*Passage shown:*

Immigration Reform 2013: Why Immigrants Should Get Obamacare

Impact

Congress reconvened this week, recharged and ready (or not) to begin another round of budget battles, authorize the raising of the debt ceiling, address President Obama’s college affordability push, and most urgently — finding a majority opinion on the pending Syria strike. However, despite Congress’s lofty workload, we should not fail to push our federal government to remember immigration reform as one of its most pressing domestic questions. Immigration affects our economy, our stability at home and therefore our strength abroad, but most importantly, our much-troubled health care system.

No issue is an island of its own. Come October 1, the state-operated health insurance marketplaces go online, and another large phase of the Affordable Care Act commences. Under the ACA, unauthorized immigrants are ineligible to purchase health care through the public exchanges even if they have the means to do so, and are ineligible for subsidies (up to $3000) to supplement health care costs. The resounding passage of Senate Bill 744, the gang of eight’s “Border Security, Economic Opportunity, and Immigration Modernization Act of 2013”, on a 68-32 vote, addresses some of these ACA shortcomings by allowing the participation of Resident Provisional Immigrants (RPI), blue card status (agricultural workers), and V nonimmigrant visas (for family visas beneficiaries awaiting immigrant visa approval) into the healthcare exchange, albeit at full cost without access to subsidies.

*Exercise brief:*
In the article on immigration reform and the Affordable Care Act, what was the vote count when Senate Bill 744 passed? You can skip the records that come after this article.

(Image-backed grounding data)

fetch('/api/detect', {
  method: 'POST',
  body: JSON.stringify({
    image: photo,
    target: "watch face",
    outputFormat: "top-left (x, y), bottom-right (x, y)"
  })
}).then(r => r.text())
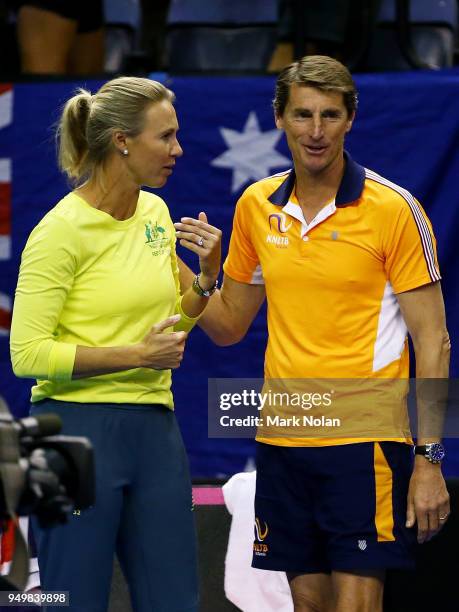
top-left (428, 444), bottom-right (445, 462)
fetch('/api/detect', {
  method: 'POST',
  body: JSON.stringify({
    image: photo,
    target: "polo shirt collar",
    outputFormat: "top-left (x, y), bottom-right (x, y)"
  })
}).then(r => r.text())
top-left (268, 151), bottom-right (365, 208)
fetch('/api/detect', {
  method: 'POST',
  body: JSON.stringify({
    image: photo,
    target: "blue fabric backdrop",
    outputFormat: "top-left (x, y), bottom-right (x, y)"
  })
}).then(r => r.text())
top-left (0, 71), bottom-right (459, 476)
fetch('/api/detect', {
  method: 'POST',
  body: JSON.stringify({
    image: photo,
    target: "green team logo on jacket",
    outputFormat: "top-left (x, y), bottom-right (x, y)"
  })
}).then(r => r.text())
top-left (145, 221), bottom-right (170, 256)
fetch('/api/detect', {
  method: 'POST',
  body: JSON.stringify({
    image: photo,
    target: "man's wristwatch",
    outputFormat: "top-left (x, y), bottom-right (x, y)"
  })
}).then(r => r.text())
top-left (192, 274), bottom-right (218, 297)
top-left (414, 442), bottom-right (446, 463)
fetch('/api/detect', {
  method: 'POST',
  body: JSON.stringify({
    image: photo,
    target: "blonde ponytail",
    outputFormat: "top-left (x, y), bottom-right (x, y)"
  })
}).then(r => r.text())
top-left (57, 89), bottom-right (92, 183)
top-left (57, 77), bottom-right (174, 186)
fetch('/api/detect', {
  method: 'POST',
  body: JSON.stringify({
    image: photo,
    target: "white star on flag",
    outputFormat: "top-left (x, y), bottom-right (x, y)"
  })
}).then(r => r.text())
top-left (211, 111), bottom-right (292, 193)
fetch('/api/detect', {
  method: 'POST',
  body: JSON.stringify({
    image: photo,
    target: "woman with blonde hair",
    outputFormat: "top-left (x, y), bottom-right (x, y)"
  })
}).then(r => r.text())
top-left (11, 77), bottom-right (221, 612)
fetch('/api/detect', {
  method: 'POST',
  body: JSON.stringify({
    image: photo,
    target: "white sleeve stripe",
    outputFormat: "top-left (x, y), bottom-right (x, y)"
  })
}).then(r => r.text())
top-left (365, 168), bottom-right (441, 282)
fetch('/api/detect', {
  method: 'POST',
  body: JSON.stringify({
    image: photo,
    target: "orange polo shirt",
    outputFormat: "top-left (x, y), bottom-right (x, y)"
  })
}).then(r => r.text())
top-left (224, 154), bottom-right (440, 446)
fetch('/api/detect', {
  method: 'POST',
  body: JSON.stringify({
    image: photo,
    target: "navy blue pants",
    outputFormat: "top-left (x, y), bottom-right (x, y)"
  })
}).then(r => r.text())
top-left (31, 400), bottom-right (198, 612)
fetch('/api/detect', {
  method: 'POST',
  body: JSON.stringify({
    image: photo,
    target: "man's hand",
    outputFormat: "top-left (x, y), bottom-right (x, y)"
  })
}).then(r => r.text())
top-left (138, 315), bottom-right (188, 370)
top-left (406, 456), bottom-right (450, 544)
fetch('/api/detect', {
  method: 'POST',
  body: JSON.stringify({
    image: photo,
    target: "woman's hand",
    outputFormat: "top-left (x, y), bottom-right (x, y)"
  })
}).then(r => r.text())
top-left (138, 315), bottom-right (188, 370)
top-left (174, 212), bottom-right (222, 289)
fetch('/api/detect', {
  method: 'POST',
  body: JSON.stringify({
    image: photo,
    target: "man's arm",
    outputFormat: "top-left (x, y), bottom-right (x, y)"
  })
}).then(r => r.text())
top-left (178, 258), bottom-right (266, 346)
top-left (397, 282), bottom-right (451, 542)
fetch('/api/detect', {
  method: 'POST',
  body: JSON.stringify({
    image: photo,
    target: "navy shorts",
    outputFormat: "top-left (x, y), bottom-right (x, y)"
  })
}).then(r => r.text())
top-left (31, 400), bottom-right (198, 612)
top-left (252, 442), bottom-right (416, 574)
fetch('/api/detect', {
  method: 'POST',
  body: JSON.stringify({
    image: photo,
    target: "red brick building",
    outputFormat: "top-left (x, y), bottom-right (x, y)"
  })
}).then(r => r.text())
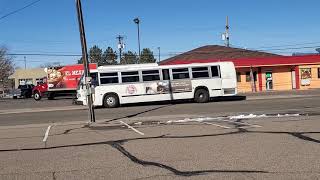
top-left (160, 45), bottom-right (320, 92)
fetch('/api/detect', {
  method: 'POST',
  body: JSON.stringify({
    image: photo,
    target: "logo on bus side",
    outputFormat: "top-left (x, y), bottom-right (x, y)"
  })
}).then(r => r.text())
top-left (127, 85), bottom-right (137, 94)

*Result of this exercise:*
Senate Bill 744 passed on a 68-32 vote.